Stated goal 1:
Do these statements agree with the 2005 albums post? Answer yes or no for each, quoting the words from the post that decide it.
(a) The writer names "Push" as the one weak song on the Madonna album.
(b) The writer says the Madonna album has some filler songs.
(c) The writer presents the list as the year's best albums rather than personal favorites.
Stated goal 2:
Write the next part of the 2005 albums post, starting after its final sentence.

Source extract:
Top Ten Albums of 2005

So, it’s December 1st, and the year is all but over. In my neverending pretention, here is my top ten favorite albums of the past year. It’s not really a list of the “Best”, but likely most of these will make “Best Of” lists in magazines and such. In order, and this is very long, my top ten…

10. Madonna – Confessions On A Dance Floor: I already put most of my thoughts about this album in an earlier blog. What surprises me most about this album is how much various songs will get stuck in my head. While this is largely a four-to-the-floor club album, Madonna & Co. didn’t forget about writing actual songs. So many songs are able to be hummed along to. Yet, the album has an almost seamless flow to it. And, there’s no filler to any of the songs. I’ve really noticed that every song gets going without any drawn out prelude. Because of all this, largely Confessions is an achievement. It would be so easy for this album to have a sameness to each song, yet Madonna escaped that trap. The only duff song in the bunch is “Push”, and I agree that “Isaac” is “Frozen Part II”. “Future Lovers” is still the highlight to my ears. I’m impressed by Madonna’s vocal performance, which sounds so assured after the 1:30 mark (where the bass finally kicks in). I’ve heard a lot of electronic music, trust me that Confessions is excellent.

Pointing and labeling entries:
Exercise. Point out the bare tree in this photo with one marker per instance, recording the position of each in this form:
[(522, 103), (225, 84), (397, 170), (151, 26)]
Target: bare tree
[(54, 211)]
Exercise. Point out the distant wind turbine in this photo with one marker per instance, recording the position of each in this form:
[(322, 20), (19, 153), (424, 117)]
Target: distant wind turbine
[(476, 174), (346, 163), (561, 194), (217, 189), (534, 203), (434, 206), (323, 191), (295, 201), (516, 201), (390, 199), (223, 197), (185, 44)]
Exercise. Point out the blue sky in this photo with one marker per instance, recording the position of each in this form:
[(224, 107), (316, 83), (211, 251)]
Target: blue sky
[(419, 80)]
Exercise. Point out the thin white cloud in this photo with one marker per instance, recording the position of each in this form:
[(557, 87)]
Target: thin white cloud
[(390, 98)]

Expected output 1:
(a) Yes: "The only duff song in the bunch is “Push”"
(b) No: "And, there’s no filler to any of the songs."
(c) No: "It’s not really a list of the “Best”"

Expected output 2:
9. Gorillaz – Demon Days: When will Damon Albarn be hailed as the musical genius he so clearly is? Demon Days is easily better than the first album. Nearly every track on this album is filled with melodic keyboards, fun creative beats, and interesting lyrics. Each song jumps out of the speakers. Listen to the acoustic guitar break on “Last Living Souls” or the crazy piano section in “Every Planet We Reach Is Dead”, courtesy of Ike Turner. The album highlights are seemingly endless. The children’s choir throughout “Dirty Hairy”, and somehow they shoehorn a rap into it. The bit in “All Alone” where it gets all pretty with what sounds like robotic birds and Martina Topley-Bird singing (coincidence?). “Dare” has so much going on in it, I don’t know where to start. How about the incomparable Shaun Ryder on vocals? Or the pristine production by Danger Mouse? Going the choir route is very easy to garner emotion, but “Don’t Get Lost In Heaven” and “Demon Days” is a very moving ending to the album. Damon Albarn is a true artist. He takes everything seriously, even his little “cartoon” band. He demands a lot more respect than I think he gets. This album is further proof. And, one final point: Listen to how much he does with his vocals throughout the album.

8. Delia Gonzalez & Gavin Russom – The Days Of Mars: This is ‘alone on a quiet Sunday’ type stuff, and not for everyone. Intricate, beautiful, affecting. The Vangelis comparisons are appropriate, and I also think they could be compared to Phillip Glass as well. It’s high praise to be compared to such artists. Their music is a work of art and should be appreciated as such. I find listening to the album to be meditative. The DFA have done a lot this past year, and as much as I liked the discs by LCD Soundsystem (which has grown on me greatly) and The Juan MacLean (which almost made this list), The Days Of Mars is The DFA & Friends artistic album. I appreciate this more.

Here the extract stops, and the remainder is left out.